## How to complete this task
Only the line containing "of the distant" and those after it, up to the end of the records below, are to be set down, exactly as written.

Stored items:

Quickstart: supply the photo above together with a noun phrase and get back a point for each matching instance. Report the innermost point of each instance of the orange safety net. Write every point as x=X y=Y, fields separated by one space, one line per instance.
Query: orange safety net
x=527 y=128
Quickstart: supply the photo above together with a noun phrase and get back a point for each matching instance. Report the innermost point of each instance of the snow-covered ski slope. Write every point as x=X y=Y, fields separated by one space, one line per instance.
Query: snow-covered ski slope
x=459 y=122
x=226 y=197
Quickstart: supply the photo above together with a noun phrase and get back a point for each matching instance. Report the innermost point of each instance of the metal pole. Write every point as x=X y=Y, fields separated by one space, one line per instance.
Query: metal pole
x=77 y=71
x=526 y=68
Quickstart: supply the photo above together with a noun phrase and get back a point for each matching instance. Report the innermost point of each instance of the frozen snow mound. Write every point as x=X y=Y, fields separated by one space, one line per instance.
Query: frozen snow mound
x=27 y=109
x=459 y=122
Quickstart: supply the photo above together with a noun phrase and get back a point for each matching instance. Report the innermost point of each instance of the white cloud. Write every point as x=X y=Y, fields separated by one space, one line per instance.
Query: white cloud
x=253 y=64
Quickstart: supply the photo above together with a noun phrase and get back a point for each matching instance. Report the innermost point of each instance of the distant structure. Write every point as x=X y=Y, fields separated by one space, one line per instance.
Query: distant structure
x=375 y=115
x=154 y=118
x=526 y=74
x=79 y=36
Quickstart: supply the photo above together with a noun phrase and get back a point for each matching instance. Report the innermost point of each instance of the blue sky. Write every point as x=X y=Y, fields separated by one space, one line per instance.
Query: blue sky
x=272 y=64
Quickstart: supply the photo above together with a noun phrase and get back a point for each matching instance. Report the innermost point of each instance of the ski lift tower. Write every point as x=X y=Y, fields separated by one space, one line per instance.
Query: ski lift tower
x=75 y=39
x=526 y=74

## Response to this task
Quickstart: supply the photo above together with a noun phrase and get back a point for each matching instance. Report the innermost point of each instance of the distant structure. Write every point as x=X y=Y, fields separated by one space, one line per instance.
Query: distant structure
x=375 y=115
x=154 y=118
x=526 y=74
x=79 y=36
Quickstart: supply the photo above together with a noun phrase and get back a point for each matching instance. Report the innermost point of each instance of the blue sky. Write every point as x=X y=Y, fields separated by one space, one line per instance.
Query: blue sky
x=272 y=64
Quickstart: supply the photo above together with a noun phrase and get back a point for each matching instance. Report the innermost point of each instance of the ski lift tower. Write every point as x=X y=Y, fields separated by one space, one line per instance.
Query: ski lift tower
x=75 y=39
x=526 y=74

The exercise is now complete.